Exercise goal: The output should be every line below, retyped exactly, with no images.

Data supplied:
========

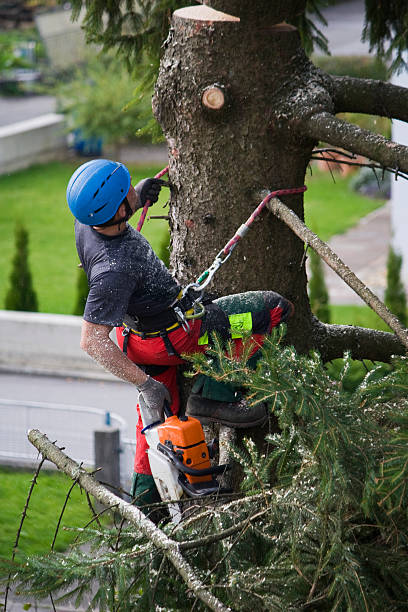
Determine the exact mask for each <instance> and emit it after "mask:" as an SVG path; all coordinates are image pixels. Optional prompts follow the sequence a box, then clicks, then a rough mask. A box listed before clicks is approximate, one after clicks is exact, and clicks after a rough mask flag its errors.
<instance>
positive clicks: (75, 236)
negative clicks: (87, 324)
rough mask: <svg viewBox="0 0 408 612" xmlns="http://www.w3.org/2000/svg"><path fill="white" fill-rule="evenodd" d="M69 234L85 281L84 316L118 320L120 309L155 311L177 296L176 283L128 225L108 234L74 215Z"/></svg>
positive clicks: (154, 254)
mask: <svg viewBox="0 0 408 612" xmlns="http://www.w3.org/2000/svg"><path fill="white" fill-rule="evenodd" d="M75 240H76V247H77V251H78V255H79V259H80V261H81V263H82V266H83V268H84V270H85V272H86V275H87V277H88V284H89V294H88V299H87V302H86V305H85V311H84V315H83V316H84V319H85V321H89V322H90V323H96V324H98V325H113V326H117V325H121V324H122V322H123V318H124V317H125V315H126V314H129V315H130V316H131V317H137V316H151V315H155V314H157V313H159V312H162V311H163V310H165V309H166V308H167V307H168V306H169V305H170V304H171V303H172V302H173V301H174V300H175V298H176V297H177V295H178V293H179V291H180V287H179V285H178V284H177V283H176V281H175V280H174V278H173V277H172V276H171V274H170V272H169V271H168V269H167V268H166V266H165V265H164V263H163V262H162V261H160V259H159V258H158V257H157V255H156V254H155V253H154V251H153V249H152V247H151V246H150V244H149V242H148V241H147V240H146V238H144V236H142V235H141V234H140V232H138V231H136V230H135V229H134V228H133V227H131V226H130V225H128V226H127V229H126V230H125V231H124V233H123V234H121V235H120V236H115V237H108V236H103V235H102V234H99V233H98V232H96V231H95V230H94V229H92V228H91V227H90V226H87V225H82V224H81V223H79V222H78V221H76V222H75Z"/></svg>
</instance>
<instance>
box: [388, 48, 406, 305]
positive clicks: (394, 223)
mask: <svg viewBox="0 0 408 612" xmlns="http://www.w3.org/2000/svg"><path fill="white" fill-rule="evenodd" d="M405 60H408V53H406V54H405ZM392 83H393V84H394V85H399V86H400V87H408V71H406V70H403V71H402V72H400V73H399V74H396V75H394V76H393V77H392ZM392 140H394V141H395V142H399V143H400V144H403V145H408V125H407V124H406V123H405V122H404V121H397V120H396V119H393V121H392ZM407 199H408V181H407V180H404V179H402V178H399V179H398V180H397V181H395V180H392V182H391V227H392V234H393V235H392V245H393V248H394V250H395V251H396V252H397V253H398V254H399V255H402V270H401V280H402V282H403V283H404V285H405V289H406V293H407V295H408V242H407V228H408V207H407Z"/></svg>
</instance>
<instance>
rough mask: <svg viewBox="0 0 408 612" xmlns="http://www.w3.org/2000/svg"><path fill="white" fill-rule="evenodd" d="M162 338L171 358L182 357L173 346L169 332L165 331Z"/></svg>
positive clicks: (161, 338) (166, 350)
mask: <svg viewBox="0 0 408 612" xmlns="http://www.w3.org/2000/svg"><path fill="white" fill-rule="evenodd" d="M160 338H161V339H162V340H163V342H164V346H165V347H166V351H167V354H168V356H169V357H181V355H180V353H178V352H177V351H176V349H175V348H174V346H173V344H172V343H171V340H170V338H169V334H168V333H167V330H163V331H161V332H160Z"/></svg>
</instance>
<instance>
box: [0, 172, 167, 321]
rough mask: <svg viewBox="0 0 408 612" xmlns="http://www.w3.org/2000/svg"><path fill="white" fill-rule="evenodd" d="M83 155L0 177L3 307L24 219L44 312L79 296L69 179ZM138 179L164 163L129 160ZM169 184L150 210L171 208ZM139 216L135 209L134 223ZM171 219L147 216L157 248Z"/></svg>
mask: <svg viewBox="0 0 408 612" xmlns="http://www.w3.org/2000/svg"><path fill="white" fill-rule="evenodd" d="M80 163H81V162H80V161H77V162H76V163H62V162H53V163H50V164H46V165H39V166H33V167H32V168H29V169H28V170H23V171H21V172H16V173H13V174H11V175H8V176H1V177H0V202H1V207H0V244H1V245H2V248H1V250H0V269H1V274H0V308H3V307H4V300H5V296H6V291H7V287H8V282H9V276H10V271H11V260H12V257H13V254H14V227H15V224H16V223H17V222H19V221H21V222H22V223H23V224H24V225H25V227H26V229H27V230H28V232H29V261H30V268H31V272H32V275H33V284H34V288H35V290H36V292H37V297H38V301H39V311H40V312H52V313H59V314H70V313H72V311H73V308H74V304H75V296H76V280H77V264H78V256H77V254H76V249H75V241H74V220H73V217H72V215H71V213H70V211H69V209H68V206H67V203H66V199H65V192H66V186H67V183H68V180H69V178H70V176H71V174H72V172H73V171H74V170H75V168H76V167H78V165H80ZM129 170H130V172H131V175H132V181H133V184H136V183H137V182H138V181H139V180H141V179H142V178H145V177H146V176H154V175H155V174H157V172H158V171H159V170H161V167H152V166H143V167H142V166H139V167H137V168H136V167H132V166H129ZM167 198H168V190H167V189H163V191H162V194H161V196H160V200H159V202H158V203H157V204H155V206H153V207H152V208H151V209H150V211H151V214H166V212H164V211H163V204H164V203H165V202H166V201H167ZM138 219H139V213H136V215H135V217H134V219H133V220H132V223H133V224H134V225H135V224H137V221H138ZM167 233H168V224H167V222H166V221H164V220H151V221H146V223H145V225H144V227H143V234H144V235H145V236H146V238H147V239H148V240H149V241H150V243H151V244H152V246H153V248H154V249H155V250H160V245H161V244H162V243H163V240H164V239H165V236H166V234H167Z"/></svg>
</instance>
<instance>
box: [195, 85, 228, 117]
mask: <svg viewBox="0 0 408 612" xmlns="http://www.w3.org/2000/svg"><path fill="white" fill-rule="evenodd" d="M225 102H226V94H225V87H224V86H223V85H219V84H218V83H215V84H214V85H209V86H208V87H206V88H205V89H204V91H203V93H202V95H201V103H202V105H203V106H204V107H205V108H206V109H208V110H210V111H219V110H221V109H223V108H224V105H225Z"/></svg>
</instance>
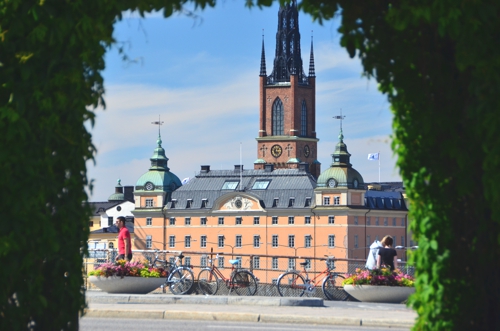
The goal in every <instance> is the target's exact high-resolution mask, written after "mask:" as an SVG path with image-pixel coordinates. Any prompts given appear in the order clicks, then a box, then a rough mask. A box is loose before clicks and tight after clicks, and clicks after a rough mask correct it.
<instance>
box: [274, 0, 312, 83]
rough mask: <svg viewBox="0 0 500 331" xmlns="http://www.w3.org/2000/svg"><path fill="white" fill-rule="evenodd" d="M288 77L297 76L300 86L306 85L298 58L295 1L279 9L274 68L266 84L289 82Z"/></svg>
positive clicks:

========

Solution to this problem:
Determine the exact mask for each <instance> and emit it after "mask:" as an SVG path; all coordinates are image pixels. Optional prompts follow the sequence a box, then clicks, then a rough mask. A box listed before clicks is approximate, one after clicks is exact, and clicks after a rough mask flag its errors.
<instance>
positive clicks: (75, 236)
negative clicks: (87, 324)
rough mask: <svg viewBox="0 0 408 612" xmlns="http://www.w3.org/2000/svg"><path fill="white" fill-rule="evenodd" d="M69 234L85 281L84 316L118 320L120 309L155 311L177 296L176 283L128 225L108 234L74 215Z"/></svg>
positive clicks: (154, 254)
mask: <svg viewBox="0 0 408 612" xmlns="http://www.w3.org/2000/svg"><path fill="white" fill-rule="evenodd" d="M75 240H76V247H77V251H78V255H79V259H80V261H81V263H82V266H83V268H84V270H85V272H86V275H87V277H88V284H89V294H88V299H87V302H86V305H85V311H84V315H83V316H84V319H85V321H89V322H90V323H96V324H98V325H113V326H117V325H121V324H122V322H123V318H124V317H125V315H126V314H129V315H130V316H131V317H137V316H151V315H155V314H157V313H159V312H162V311H163V310H165V309H166V308H167V307H168V306H169V305H170V304H171V303H172V302H173V301H174V300H175V298H176V297H177V295H178V293H179V291H180V287H179V285H178V284H177V283H176V281H175V280H174V278H173V277H172V276H171V274H170V272H169V271H168V269H167V268H166V266H165V265H164V263H163V262H162V261H160V259H159V258H158V257H157V255H156V254H155V253H154V251H153V249H152V247H151V246H150V244H149V242H148V241H147V240H146V238H144V236H142V235H141V234H140V232H138V231H136V230H135V229H134V228H133V227H131V226H130V225H128V226H127V229H126V230H125V231H124V233H123V234H121V235H120V236H115V237H108V236H103V235H102V234H99V233H98V232H96V231H95V230H94V229H92V228H91V227H90V226H87V225H82V224H81V223H79V222H78V221H76V222H75Z"/></svg>
</instance>
<instance>
box: [388, 48, 406, 305]
positive clicks: (394, 223)
mask: <svg viewBox="0 0 408 612" xmlns="http://www.w3.org/2000/svg"><path fill="white" fill-rule="evenodd" d="M405 60H408V53H406V54H405ZM392 83H393V84H394V85H399V86H400V87H408V71H406V70H403V71H402V72H400V73H399V74H396V75H394V76H393V77H392ZM392 140H394V141H395V142H399V143H400V144H403V145H408V125H407V124H406V123H405V122H404V121H397V120H396V119H393V121H392ZM407 199H408V181H407V180H404V179H402V178H399V179H398V180H397V181H395V180H392V182H391V227H392V234H393V235H392V245H393V248H394V250H395V251H396V252H397V253H398V254H399V255H402V270H401V280H402V282H403V283H404V285H405V289H406V293H407V295H408V242H407V228H408V207H407Z"/></svg>
</instance>
<instance>
rough mask: <svg viewBox="0 0 408 612" xmlns="http://www.w3.org/2000/svg"><path fill="white" fill-rule="evenodd" d="M162 338L171 358L182 357L173 346L169 332L165 331Z"/></svg>
positive clicks: (161, 338) (166, 350)
mask: <svg viewBox="0 0 408 612" xmlns="http://www.w3.org/2000/svg"><path fill="white" fill-rule="evenodd" d="M160 338H161V339H162V340H163V342H164V346H165V347H166V351H167V354H168V356H169V357H181V355H180V353H178V352H177V351H176V349H175V348H174V346H173V344H172V343H171V340H170V338H169V334H168V333H167V330H163V331H161V332H160Z"/></svg>
</instance>
<instance>
box: [0, 172, 167, 321]
rough mask: <svg viewBox="0 0 408 612" xmlns="http://www.w3.org/2000/svg"><path fill="white" fill-rule="evenodd" d="M83 155L0 177L3 307L24 219L44 312L79 296L69 179ZM138 179L164 163L129 160ZM169 184L150 210L171 208ZM139 216L135 209L134 223ZM171 219L147 216L157 248Z"/></svg>
mask: <svg viewBox="0 0 408 612" xmlns="http://www.w3.org/2000/svg"><path fill="white" fill-rule="evenodd" d="M80 163H81V162H80V161H77V162H76V163H62V162H53V163H50V164H46V165H39V166H33V167H32V168H29V169H28V170H23V171H21V172H16V173H13V174H11V175H8V176H1V177H0V202H1V207H0V244H1V245H2V248H1V250H0V269H1V274H0V308H3V307H4V300H5V296H6V291H7V287H8V282H9V276H10V271H11V260H12V257H13V254H14V227H15V224H16V223H17V222H19V221H21V222H22V223H23V224H24V225H25V227H26V229H27V230H28V232H29V261H30V268H31V272H32V275H33V284H34V288H35V290H36V292H37V297H38V301H39V311H40V312H52V313H59V314H70V313H72V311H73V308H74V304H75V296H76V280H77V264H78V256H77V254H76V249H75V241H74V220H73V217H72V215H71V213H70V211H69V209H68V206H67V203H66V199H65V192H66V186H67V183H68V180H69V178H70V176H71V174H72V172H73V171H74V170H75V168H76V167H78V165H80ZM129 170H130V172H131V175H132V181H133V184H136V183H137V182H138V181H139V180H141V179H142V178H145V177H146V176H154V175H155V174H157V172H158V171H159V170H161V167H152V166H143V167H142V166H139V167H137V168H136V167H132V166H129ZM167 198H168V190H167V189H163V191H162V194H161V196H160V200H159V202H158V203H157V204H155V206H153V207H152V208H151V209H150V211H151V214H166V212H164V211H163V204H164V203H165V202H166V201H167ZM138 219H139V213H136V215H135V217H134V219H133V220H132V223H133V224H134V225H135V224H137V221H138ZM167 233H168V224H167V222H166V221H164V220H151V221H146V223H145V225H144V227H143V234H144V235H145V236H146V238H147V239H148V240H149V241H150V243H151V244H152V246H153V248H154V249H155V250H160V245H161V244H162V243H163V240H164V239H165V236H166V234H167Z"/></svg>
</instance>
<instance>
box: [195, 85, 228, 117]
mask: <svg viewBox="0 0 408 612" xmlns="http://www.w3.org/2000/svg"><path fill="white" fill-rule="evenodd" d="M225 102H226V94H225V87H224V86H223V85H219V84H218V83H215V84H214V85H209V86H208V87H206V88H205V89H204V91H203V93H202V95H201V103H202V105H203V106H204V107H205V108H206V109H208V110H210V111H219V110H221V109H223V108H224V105H225Z"/></svg>
</instance>
The goal in every <instance> is the target's exact high-resolution mask, written after "mask:" as an SVG path with image-pixel coordinates. Any prompts given appear in the order clicks, then a box, then a rough mask. A box is loose before clicks and tight after clicks, and clicks after a rough mask correct it.
<instance>
box: [274, 0, 312, 83]
rough mask: <svg viewBox="0 0 500 331" xmlns="http://www.w3.org/2000/svg"><path fill="white" fill-rule="evenodd" d="M288 77L297 76L300 86L306 85L298 58L295 1L279 9L274 68L266 84L289 82Z"/></svg>
positive clicks:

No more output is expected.